To be done →
1. Format the position identification entries as a numbered list, from the first line of the entries up to and including the line with "[(600, 269), (98, 183), (35, 184)]", leaving out any blank lines.
2. Resume the discussion of light verb aliases in PropBank rolesets from where it stops.

Passage given →
-----
Aliases: of-age(m) Synonyms: mature-02(loose match)

Coming of age , Bunuel expressed a strong urge to go to Paris to study music but was sent instead to Madrid to study agricultural engineering .

(e / express-01
      :ARG0 (p3 / person :wiki "Luis_Buñuel" :name (n / name :op1 "Bunuel"))
      :ARG1 (u / urge-01
            :ARG1 p3
            :ARG2 (g / go-02
                  :ARG0 p3
                  :ARG4 (c4 / city :wiki "Paris" :name (n2 / name :op1 "Paris"))
                  :purpose (s2 / study-01
                        :ARG0 p3
                        :ARG1 (m2 / music)))
            :ARG1-of (s / strong-02))
      :time (c / come-04
            :ARG1 p3
            :ARG2 (o / of-age-01
                  :ARG1 p3)))

Light verbs

I wanted to note that many of these might be better treated as "light verbs". For now, we've agreed to start adding light verb aliases to the propbank rolesets (starting with these MWPs):

Take Advantage

advantage-02 -- "use, overuse

  • ARG0: user
  • ARG1: thing used
  • ARG2: purpose

_Aliases: *_take-advantage(l)*** Synonyms: exploit-01(loose match)

China has demonstrated that it is willing to take advantage of this leverage.

(d / demonstrate-01
      :ARG0 (c / country :wiki "China" :name (n / name :op1 "China"))
      :ARG1 (w / will-02
            :ARG0 c
            :ARG1 (t3 / advantage-02
                  :ARG0 c
                  :ARG1 (l / leverage
                        :mod (t2 / this)))))

(While there's an argument to be made for roleset names to include light verbs, e.g. "take_advantage-02" and "make_sense-02", it may be hard to be consistent about which ones to apply that to; we can discuss that on the call if desired)

nschneid commented 9 years ago

Cool!

While looking at shed.xml, I noticed a few copy-paste bugs:

<roleset id="shed-blood.05" name="inform, provide information regarding">

Under shed-light-on:

<example name="come of beard age">

Under shed-blood:

<mwe alias="of_age">

and also, an extra parenthesis in

(A / cause-01
  :arg1 (B / injure-01)))
-----
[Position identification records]

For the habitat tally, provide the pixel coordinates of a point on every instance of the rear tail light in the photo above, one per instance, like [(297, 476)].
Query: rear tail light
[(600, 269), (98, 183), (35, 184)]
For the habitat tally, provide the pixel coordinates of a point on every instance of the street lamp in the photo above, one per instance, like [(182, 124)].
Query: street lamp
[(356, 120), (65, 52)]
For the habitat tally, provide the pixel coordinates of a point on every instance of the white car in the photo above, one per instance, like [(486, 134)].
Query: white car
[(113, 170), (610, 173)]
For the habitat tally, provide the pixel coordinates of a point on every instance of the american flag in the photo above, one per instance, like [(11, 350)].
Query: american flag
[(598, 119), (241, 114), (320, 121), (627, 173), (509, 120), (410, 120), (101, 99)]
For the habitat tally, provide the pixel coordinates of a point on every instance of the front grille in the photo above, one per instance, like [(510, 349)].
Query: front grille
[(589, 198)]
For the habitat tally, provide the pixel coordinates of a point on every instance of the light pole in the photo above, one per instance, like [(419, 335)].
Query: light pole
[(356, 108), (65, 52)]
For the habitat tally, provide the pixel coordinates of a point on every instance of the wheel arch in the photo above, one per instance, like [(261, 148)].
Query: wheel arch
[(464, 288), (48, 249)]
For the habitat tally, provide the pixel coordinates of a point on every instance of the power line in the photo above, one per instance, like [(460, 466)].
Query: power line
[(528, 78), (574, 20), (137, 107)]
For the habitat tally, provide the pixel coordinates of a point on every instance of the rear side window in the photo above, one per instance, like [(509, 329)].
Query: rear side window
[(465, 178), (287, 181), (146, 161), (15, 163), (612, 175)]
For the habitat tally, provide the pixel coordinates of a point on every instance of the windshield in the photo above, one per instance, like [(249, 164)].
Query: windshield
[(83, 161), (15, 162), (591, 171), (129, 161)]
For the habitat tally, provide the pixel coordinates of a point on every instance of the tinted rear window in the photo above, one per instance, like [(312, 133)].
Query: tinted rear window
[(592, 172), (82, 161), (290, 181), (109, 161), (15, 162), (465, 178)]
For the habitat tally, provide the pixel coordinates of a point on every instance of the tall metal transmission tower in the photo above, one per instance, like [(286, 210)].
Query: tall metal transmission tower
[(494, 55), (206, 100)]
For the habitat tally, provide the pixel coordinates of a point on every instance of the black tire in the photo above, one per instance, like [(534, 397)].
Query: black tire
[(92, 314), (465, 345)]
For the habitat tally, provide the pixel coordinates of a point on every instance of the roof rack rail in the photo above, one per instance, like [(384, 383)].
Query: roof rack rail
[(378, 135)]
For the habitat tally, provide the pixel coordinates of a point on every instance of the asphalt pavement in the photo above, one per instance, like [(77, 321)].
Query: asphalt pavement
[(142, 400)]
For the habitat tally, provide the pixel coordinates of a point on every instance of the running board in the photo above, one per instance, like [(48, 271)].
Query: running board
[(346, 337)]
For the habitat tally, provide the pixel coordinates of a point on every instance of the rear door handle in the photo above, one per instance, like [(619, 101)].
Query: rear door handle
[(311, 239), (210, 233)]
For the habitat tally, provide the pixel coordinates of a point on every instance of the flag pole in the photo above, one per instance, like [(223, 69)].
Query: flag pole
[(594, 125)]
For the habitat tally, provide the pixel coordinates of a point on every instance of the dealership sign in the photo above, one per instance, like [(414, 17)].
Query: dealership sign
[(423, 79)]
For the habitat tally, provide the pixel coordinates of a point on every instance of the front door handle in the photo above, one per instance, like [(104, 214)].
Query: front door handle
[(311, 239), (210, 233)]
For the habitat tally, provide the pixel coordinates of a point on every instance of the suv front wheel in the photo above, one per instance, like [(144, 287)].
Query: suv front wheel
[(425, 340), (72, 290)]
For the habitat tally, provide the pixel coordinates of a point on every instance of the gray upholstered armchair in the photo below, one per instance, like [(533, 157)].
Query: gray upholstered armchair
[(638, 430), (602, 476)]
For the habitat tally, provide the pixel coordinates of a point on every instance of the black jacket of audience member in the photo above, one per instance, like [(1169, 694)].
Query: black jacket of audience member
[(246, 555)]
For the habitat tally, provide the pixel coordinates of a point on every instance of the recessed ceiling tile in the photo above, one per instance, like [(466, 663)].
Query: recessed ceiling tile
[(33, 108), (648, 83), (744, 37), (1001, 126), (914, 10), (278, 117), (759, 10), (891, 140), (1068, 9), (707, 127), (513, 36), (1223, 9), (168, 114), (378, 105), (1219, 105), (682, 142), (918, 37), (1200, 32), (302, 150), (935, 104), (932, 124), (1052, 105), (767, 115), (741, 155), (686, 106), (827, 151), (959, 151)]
-----
Final answers →
1.
1. For the habitat tally, provide the pixel coordinates of a point on every instance of the rear tail light in the photo above, one per instance, like [(297, 476)].
2. Query: rear tail light
3. [(600, 269), (98, 183), (35, 184)]

2.
I assume these sorts of problems will be ironed out with time.

nschneid commented 9 years ago

I really like the inclusion of metaphoric source/target maps!

Is there documentation somewhere on the sense-match and role-match attributes? What are the criteria for their values?

timjogorman commented 9 years ago

Hey all! We are nearly done with the first round of MWP rolesets, and are just working on making things consistent. One outstanding issue, however, is how we treat aspectual alternations. We had talked of treating these "compositionally", but I wanted to present the complexities inherent in that approach now while the MWP rolesets are few and easy to change.

For an example of the kinds of aspectual alternations we see: we likely want to eventually have a "being out of line" roleset, which would be used for sentences like:

I hope you don't think that I'm out of line here.

But the same "out of line" has a dynamic version "get out of line" and a less compositional alternative "step out of line":

These people need a dictator who's willing to use mass murder when they step out of line. ( DF-212-191678-308_7777.54) These people need a dictator who's willing to use mass murder when they get out of line.

For many, but not all, we can treat them in this compositional manner, as we suggested in a prior call:

(g / get-03
      :ARG1 (t2 / they)
      :ARG2 (o2 / out-of-line-04
            :ARG1 t2))

But "step out of line" doesn't have a clear aspectual verb. One option is that we could treat most of them as compositional (as above) and make rolesets for few non-compositional ones like "step out of line" (and if so, does "get out of line" stay compositional?)

A related issue is that if you look at something like "take effect" vs "be in effect" vs "come into effect", there's a difference between "be in effect" and "take effect" that could be thrown away as a "light verb" construal, or treated as separate frames:

The referral is authorized under emergency laws in effect since 1981 The legislation must be signed into law by President Luiz Inacio Lula da Silva to take effect.

For these, too, "come into effect" could be treated compositionally (come-04 (become) :arg2 in-effect-04) but "take effect" seems strange as "take-03 :arg2 in-effect-04".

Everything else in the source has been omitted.